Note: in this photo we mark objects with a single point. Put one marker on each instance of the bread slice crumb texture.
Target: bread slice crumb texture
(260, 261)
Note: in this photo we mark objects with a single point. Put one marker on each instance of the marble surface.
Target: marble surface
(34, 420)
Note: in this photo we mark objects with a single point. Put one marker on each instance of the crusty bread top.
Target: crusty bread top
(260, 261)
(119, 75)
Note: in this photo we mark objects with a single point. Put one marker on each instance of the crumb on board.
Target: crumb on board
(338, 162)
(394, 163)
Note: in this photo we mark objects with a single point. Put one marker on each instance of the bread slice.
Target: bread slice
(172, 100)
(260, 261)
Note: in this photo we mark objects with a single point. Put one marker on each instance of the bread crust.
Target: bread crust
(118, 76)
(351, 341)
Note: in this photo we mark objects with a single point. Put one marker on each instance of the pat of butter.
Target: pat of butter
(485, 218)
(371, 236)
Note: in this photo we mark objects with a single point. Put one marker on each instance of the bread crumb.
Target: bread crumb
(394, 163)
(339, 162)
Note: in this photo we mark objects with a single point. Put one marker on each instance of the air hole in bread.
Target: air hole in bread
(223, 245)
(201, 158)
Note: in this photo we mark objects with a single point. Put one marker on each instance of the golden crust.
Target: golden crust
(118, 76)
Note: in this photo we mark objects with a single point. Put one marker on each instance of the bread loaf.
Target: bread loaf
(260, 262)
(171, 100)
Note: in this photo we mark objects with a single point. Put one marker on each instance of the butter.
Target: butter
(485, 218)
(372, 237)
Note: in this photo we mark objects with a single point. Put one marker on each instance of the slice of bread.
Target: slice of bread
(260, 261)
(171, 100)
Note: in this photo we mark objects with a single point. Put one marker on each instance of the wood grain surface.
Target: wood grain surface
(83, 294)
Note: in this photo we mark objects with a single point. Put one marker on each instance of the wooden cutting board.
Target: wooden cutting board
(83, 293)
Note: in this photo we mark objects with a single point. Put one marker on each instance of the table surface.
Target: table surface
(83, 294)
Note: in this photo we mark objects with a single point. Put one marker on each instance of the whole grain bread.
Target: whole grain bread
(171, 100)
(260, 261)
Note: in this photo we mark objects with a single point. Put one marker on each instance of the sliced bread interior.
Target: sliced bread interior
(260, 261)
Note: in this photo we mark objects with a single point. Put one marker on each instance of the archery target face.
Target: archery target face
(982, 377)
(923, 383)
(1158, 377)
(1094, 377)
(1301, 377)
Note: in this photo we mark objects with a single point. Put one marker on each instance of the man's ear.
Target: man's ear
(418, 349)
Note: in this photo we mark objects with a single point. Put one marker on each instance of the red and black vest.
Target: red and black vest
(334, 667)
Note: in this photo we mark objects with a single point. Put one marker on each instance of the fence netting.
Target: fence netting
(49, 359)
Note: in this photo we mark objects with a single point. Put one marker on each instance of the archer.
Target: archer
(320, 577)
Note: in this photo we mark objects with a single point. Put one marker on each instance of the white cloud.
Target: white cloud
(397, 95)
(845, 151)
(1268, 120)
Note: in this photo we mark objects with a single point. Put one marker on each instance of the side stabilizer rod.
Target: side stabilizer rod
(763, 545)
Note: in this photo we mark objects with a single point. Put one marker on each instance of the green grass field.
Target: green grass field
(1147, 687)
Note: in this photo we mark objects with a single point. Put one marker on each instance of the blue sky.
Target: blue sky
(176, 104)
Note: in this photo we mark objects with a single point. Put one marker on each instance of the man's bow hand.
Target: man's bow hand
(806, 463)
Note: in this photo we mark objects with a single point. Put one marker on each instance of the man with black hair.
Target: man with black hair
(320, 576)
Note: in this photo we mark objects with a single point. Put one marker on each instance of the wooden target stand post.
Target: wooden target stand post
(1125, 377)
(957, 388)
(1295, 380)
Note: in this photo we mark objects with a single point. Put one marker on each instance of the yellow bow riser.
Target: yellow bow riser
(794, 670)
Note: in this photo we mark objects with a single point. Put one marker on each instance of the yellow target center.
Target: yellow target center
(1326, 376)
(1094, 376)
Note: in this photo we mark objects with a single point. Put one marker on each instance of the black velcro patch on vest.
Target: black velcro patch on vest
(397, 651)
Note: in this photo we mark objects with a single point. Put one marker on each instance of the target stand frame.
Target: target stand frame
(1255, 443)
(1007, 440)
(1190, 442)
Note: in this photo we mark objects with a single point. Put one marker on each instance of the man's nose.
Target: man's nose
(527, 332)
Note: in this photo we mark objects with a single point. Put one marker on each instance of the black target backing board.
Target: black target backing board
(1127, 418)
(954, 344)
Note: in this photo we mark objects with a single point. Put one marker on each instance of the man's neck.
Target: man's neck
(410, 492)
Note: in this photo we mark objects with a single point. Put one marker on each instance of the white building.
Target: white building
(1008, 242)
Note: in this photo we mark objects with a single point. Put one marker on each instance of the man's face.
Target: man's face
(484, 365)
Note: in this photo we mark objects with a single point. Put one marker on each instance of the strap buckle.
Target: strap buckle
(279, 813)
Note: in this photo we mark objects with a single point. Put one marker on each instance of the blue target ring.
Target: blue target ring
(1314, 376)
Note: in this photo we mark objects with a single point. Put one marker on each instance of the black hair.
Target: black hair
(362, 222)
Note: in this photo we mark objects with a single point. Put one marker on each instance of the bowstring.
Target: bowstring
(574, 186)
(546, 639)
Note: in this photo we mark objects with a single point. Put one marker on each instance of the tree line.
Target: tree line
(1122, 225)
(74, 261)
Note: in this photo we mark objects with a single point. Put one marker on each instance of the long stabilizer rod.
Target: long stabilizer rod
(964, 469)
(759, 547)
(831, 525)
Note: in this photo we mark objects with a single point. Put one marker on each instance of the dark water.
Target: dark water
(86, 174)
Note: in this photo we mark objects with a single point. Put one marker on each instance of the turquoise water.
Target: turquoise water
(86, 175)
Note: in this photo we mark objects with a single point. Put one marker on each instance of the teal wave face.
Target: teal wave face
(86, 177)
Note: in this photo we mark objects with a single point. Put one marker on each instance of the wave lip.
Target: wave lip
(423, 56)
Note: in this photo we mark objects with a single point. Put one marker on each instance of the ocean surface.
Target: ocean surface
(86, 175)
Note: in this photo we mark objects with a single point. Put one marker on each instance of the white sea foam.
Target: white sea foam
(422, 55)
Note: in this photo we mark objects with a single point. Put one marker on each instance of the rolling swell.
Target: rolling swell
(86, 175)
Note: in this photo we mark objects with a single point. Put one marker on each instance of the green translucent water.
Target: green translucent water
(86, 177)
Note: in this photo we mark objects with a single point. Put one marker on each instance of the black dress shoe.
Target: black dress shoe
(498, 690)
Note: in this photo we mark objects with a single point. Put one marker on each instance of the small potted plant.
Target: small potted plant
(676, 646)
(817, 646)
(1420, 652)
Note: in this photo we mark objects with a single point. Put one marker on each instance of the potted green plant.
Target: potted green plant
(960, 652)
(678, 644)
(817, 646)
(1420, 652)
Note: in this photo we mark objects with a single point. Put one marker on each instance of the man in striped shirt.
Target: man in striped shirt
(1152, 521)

════════

Description of the task: Transcribe every entry word for word.

Response for this exercise:
Note: in this photo we mark objects with a single point. Put one marker on each instance of the bread slice crumb texture.
Target: bread slice crumb texture
(260, 261)
Note: in this photo we mark objects with a single point. Put one marker on each instance of the marble surface.
Target: marble surface
(34, 420)
Note: in this photo we mark objects with a single point. Put one marker on each instance of the crusty bread top.
Target: crusty bread top
(260, 261)
(119, 75)
Note: in this photo we mark objects with a single point. Put one marker on each instance of the crumb on board.
Target: crumb on board
(338, 162)
(394, 163)
Note: in this photo we mark objects with a single point. Put one marker on each instance of the bread slice.
Target: bread slice
(172, 100)
(260, 261)
Note: in this photo we mark objects with a single point. Put one marker on each instance of the bread crust.
Target: bread crust
(118, 76)
(351, 341)
Note: in this photo we mark objects with a single point. Put one marker on each instance of the pat of butter.
Target: pat of butter
(485, 218)
(371, 236)
Note: in this photo we mark objects with a single point. Put one marker on each instance of the bread crumb.
Target: bread crumb
(394, 163)
(339, 162)
Note: in this photo we mark objects with a single point. Put one marker on each instance of the air hole in bread.
Target: air hole in bread
(223, 245)
(201, 158)
Note: in this photo we mark objects with a single point. Put one marker on each instance of the golden crust.
Target: golden crust
(118, 76)
Note: in this photo we mark objects with a single point. Put one marker on each instance of the bread loaf.
Target: bread loaf
(260, 262)
(171, 100)
Note: in this photo we mark objects with a single point. Put one marker on each instance of the butter.
Target: butter
(485, 218)
(372, 237)
Note: in this photo we mark objects with a single point. Put one marker on each instance of the slice of bread.
Target: slice of bread
(260, 261)
(171, 100)
Note: in this photo we mark objects with a single point. Put one marker on each instance of the wood grain surface.
Target: wood grain surface
(83, 294)
Note: in this photo we mark objects with a single point. Put one marker on each instance of the wooden cutting board.
Target: wooden cutting board
(83, 293)
Note: in this photo we mark objects with a single point. Put one marker on each instance of the table surface.
Target: table surface
(83, 294)
Note: in this photo we mark objects with a single point. Put one marker on each instance of the whole grain bread.
Target: whole grain bread
(171, 100)
(260, 261)
Note: in this photo we mark objects with a single point. Put one marker on each instance of the sliced bread interior.
Target: sliced bread interior
(260, 261)
Note: in this photo we mark objects with a single point. Put one marker on each instance of the archery target face.
Target: archery target face
(982, 377)
(923, 383)
(1158, 377)
(1094, 377)
(1301, 377)
Note: in this photo we mark objects with a single point. Put one marker on each instance of the man's ear.
Target: man's ear
(418, 349)
Note: in this photo we mark objects with a single point. Put one marker on each instance of the red and black vest.
Target: red and black vest
(334, 667)
Note: in this photo we mark objects with a single point. Put one marker on each instance of the fence netting.
Target: fence netting
(49, 359)
Note: in this photo we mark objects with a single point. Put one marker on each instance of the archer.
Target: archer
(320, 577)
Note: in this photo we mark objects with a single point. Put one marker on each instance of the white cloud.
Target: white cloud
(397, 95)
(845, 151)
(1268, 120)
Note: in this photo we mark objects with a single point. Put one marker on each instance of the side stabilizer rod.
Target: side stabilizer rod
(763, 545)
Note: in this photo we mark objects with a single point. Put one marker on each instance of the green grass field.
Target: green grass field
(1147, 687)
Note: in this photo we mark objects with a single point. Put one marker on each instance of the blue sky.
Target: blue sky
(176, 104)
Note: in this photo we mark objects with a single point. Put one marker on each instance of the man's bow hand.
Target: man's bow hand
(806, 463)
Note: in this photo we mark objects with a single point. Put one marker on each instance of the man with black hair.
Target: man with black hair
(320, 576)
Note: in this photo we mark objects with a single point. Put one marker on each instance of the wooden target stand post.
Target: wooden target stand post
(1125, 377)
(957, 388)
(1295, 380)
Note: in this photo we mark objects with a single point. Put one marker on each instance of the yellow bow riser.
Target: yellow bow riser
(794, 670)
Note: in this photo we mark objects with a single point. Put one marker on each instance of the yellow target center.
Target: yellow target center
(1326, 376)
(1094, 376)
Note: in this photo we mark objects with a single point. Put one marker on each instance of the black velcro patch on vest.
Target: black velcro patch on vest
(397, 651)
Note: in this photo we mark objects with a single point. Put one marker on each instance of the target stand frame.
Target: target stand frame
(1255, 443)
(1007, 440)
(1190, 442)
Note: in this photo we mark objects with a single point. Put one marker on each instance of the man's nose.
Target: man's nose
(527, 332)
Note: in this photo we mark objects with a single point. Put one marker on each instance of the black target backing board.
Target: black target backing board
(1127, 418)
(954, 344)
Note: in this photo we mark objects with a single point. Put one marker on each instance of the man's neck.
Target: man's neck
(410, 492)
Note: in this photo we mark objects with a single point. Put one marker on each instance of the white building.
Target: white building
(1008, 242)
Note: in this photo we mark objects with a single point. Put one marker on each instance of the man's face.
Target: man's face
(484, 365)
Note: in this photo we mark objects with a single point. Put one marker on each instance of the strap buckle.
Target: strap buckle
(279, 813)
Note: in this photo we mark objects with a single point. Put one marker on each instance of the blue target ring.
Target: blue target ring
(1314, 376)
Note: in this photo we mark objects with a single point. Put one marker on each instance of the black hair.
Target: black hair
(362, 222)
Note: in this photo we mark objects with a single point. Put one marker on each instance of the bowstring.
Target: bowstring
(574, 186)
(546, 639)
Note: in this photo we mark objects with a single point. Put one marker on each instance of the tree line.
Target: tree line
(1122, 225)
(74, 261)
Note: in this photo we mark objects with a single point. Put one marker on each instance of the long stabilizer rod.
Target: long stabilizer rod
(964, 469)
(759, 547)
(831, 525)
Note: in this photo we mark objects with a single point. Put one marker on each instance of the dark water.
Target: dark water
(86, 174)
Note: in this photo we mark objects with a single point. Put one marker on each instance of the turquoise water.
Target: turquoise water
(86, 175)
Note: in this photo we mark objects with a single point. Put one marker on each instance of the teal wave face.
Target: teal wave face
(86, 177)
Note: in this photo we mark objects with a single point. Put one marker on each instance of the wave lip.
Target: wave lip
(423, 56)
Note: in this photo we mark objects with a single point. Put one marker on each instance of the ocean surface.
Target: ocean surface
(86, 175)
Note: in this photo we mark objects with a single point. Put one marker on each instance of the white sea foam.
Target: white sea foam
(422, 55)
Note: in this photo we mark objects with a single point. Put one marker on each instance of the rolling swell.
Target: rolling swell
(86, 175)
Note: in this photo we mark objects with a single point. Put one marker on each instance of the green translucent water.
Target: green translucent water
(86, 177)
Note: in this photo we mark objects with a single point. Put one marker on each instance of the black dress shoe.
Target: black dress shoe
(498, 690)
Note: in this photo we mark objects with a single point. Put one marker on each instance of the small potted plant.
Target: small potted plant
(676, 646)
(817, 646)
(1420, 652)
Note: in this photo we mark objects with a single point. Put one marker on each instance of the potted green plant.
Target: potted green plant
(960, 652)
(678, 644)
(817, 646)
(1420, 652)
Note: in this photo we mark objects with a single point. Put one marker on each instance of the man in striped shirt.
Target: man in striped shirt
(1152, 521)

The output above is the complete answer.